Task instructions |
Format every line of the listing below as a Markdown table with the columns "Row" and "Listing line," skipping blank lines. Leave the pictures out of the table.

Excerpts from point annotation data:
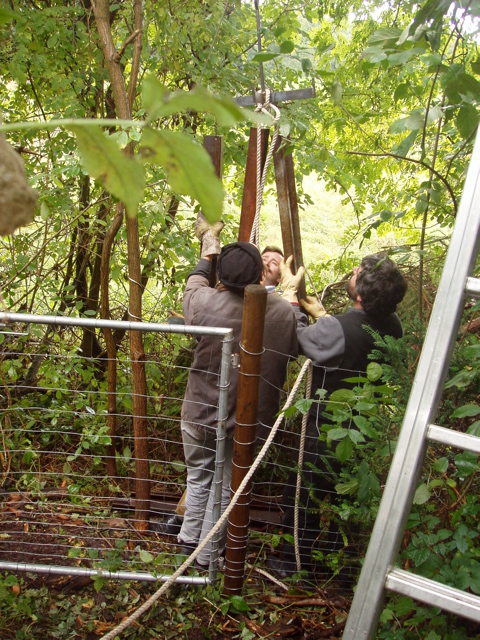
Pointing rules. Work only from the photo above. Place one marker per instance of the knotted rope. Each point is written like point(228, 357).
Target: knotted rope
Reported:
point(166, 585)
point(262, 175)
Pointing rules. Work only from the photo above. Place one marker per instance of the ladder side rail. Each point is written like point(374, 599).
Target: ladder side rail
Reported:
point(421, 409)
point(434, 593)
point(452, 438)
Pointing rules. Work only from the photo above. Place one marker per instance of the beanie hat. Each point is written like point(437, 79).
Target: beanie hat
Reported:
point(239, 264)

Solution for this problem |
| Row | Listing line |
|---|---|
| 1 | Pointing rules. Work only from the photo above. Place one marker per instance of the knotted rope. Each point is written like point(228, 357). |
| 2 | Target: knotted rope |
| 3 | Reported: |
| 4 | point(166, 585) |
| 5 | point(262, 175) |
| 6 | Pointing rules. Work only from the photo above. Place one marker per instance of the ladder side rail. Each point is written like point(374, 599). |
| 7 | Target: ladder side rail |
| 8 | Reported: |
| 9 | point(421, 409) |
| 10 | point(434, 593) |
| 11 | point(452, 438) |
| 12 | Pointing rules. Work only from the photo above. Place one marker per instance of the beanie hat. Each point is written like point(437, 79). |
| 13 | Target: beanie hat |
| 14 | Reported: |
| 15 | point(239, 264) |